Given information –
########################################
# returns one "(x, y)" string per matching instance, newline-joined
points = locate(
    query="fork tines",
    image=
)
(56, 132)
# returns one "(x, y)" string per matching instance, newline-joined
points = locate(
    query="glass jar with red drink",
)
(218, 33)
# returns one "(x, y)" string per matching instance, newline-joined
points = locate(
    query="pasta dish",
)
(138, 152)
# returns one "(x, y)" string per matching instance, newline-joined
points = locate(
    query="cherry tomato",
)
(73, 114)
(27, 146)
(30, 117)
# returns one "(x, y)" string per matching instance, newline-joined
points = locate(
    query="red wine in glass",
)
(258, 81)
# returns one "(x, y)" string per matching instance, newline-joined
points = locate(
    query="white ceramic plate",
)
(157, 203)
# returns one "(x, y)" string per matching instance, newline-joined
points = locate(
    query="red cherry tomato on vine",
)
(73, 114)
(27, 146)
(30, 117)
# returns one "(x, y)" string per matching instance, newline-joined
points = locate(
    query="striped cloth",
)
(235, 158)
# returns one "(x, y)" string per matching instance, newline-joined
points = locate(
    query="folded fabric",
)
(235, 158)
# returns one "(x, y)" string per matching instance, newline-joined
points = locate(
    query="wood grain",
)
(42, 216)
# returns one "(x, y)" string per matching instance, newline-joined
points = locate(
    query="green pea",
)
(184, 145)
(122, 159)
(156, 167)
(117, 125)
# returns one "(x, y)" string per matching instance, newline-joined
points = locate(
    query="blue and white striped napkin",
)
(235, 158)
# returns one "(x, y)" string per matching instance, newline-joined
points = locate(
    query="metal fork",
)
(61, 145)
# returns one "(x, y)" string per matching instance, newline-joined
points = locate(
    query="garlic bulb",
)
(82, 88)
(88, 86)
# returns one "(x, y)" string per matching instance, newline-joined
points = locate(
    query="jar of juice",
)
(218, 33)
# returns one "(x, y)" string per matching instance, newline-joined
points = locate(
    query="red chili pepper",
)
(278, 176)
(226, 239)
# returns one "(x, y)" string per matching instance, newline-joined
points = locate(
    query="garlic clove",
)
########################################
Work instructions –
In your answer, repeat each of the records exactly.

Problem solution –
# returns one "(x, y)" string per matching instance, newline-joined
points = locate(
    query="fork tines",
    image=
)
(56, 132)
# returns one "(x, y)" string per matching instance, newline-joined
points = locate(
    query="glass jar with red drink",
)
(218, 33)
# returns one "(x, y)" string per matching instance, newline-joined
points = locate(
    query="pasta dish",
)
(138, 152)
# returns one "(x, y)" string per matching instance, newline-joined
points = locate(
    query="cherry tomato",
)
(73, 114)
(27, 146)
(30, 117)
# returns one "(x, y)" string per matching instance, newline-joined
points = locate(
    query="red wine in glass",
)
(258, 81)
# returns one "(x, y)" string per matching instance, newline-joined
points = locate(
    query="white ceramic plate",
)
(157, 203)
# returns one "(x, y)" string per matching instance, newline-joined
points = locate(
    query="red cherry tomato on vine",
)
(73, 114)
(27, 146)
(30, 117)
# returns one "(x, y)" string per matching instance, newline-joined
points = locate(
    query="striped cloth",
)
(235, 158)
# returns one "(x, y)" string per matching instance, newline-joined
points = locate(
    query="folded fabric",
)
(235, 158)
# returns one "(x, y)" string per matching instance, newline-joined
points = locate(
    query="wood grain",
)
(42, 216)
# returns one "(x, y)" string per matching instance, newline-joined
points = locate(
    query="green pea",
)
(184, 145)
(122, 159)
(156, 167)
(117, 125)
# returns one "(x, y)" string per matching instance, newline-joined
points = locate(
    query="blue and white striped napkin",
)
(235, 158)
# returns one "(x, y)" string per matching instance, newline-joined
points = locate(
    query="metal fork",
)
(61, 145)
# returns one "(x, y)" string per matching instance, newline-joined
points = locate(
    query="garlic bulb",
)
(82, 88)
(88, 86)
# returns one "(x, y)" string per matching instance, newline-joined
points = locate(
    query="jar of juice",
)
(218, 33)
# returns one "(x, y)" string per matching instance, newline-joined
points = locate(
    query="red chili pepper",
)
(278, 176)
(226, 239)
# returns one "(x, y)" string per matching instance, newline-joined
points = locate(
    query="garlic clove",
)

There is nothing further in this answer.